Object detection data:
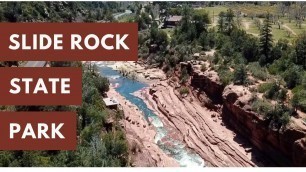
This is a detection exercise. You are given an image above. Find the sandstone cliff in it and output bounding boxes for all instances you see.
[181,62,306,166]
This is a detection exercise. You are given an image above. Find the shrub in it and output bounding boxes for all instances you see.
[257,83,274,93]
[265,104,292,129]
[201,64,207,72]
[180,87,189,95]
[291,90,306,112]
[233,65,248,85]
[252,98,272,116]
[258,82,287,101]
[247,62,268,81]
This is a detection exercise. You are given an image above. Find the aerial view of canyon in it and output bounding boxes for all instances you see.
[0,1,306,167]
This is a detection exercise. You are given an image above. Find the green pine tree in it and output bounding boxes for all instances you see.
[259,14,273,65]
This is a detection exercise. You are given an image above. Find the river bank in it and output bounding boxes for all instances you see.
[96,62,205,167]
[107,87,179,167]
[109,62,278,166]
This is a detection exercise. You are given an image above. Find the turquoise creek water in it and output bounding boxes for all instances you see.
[97,63,204,167]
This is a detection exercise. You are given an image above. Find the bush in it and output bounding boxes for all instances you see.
[291,89,306,112]
[265,104,292,129]
[180,87,189,95]
[257,83,274,93]
[283,66,302,89]
[252,98,272,116]
[233,65,248,85]
[201,64,207,72]
[247,62,268,81]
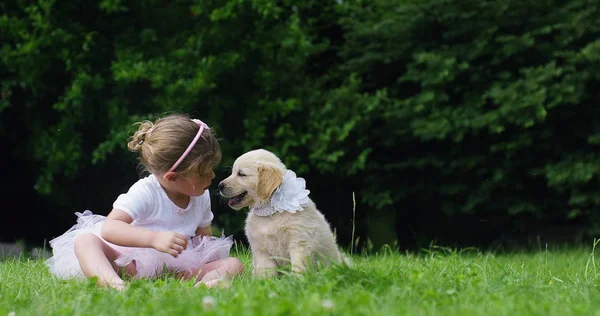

→ SET EXERCISE
Return all of the entries above verbatim, with every line in its original order, but leave out the pictures.

→ WRITTEN SOLUTION
This is a detection exercise. You are given an image above. Find the sandstone cliff in it and output bounding boxes for all instances you see.
[181,62,306,166]
This is a detection exercise. You are given an image above. Find the shrub in it and output bounding boxes for all instances you see.
[257,83,274,93]
[265,104,292,129]
[201,64,207,72]
[180,87,189,95]
[291,90,306,112]
[233,65,248,85]
[252,98,272,116]
[258,82,287,101]
[247,62,268,81]
This is a detection exercise. You are given an image above. Find the aerial view of canyon in it and output bounding boxes for all instances you see.
[0,1,306,167]
This is a detection exercise. You are given an image above. Find the green pine tree in it and output bounding boxes for all instances you see.
[259,14,273,65]
This is a detection exercise. You are given an image above. Find the river bank in it and output bounding boxes for all instances you see.
[96,62,205,167]
[107,87,179,167]
[109,62,278,166]
This is a detection exercise. You are given an image above. Find the turquoise creek water in it and output bounding boxes for all instances you see.
[97,63,204,167]
This is a detection exercise. You are given an image above. Find the bush in it and output bounding boxes for all instances you see.
[291,89,306,112]
[265,104,292,129]
[180,87,189,95]
[257,83,274,93]
[283,66,302,89]
[252,98,272,116]
[233,65,248,85]
[201,64,207,72]
[247,62,268,81]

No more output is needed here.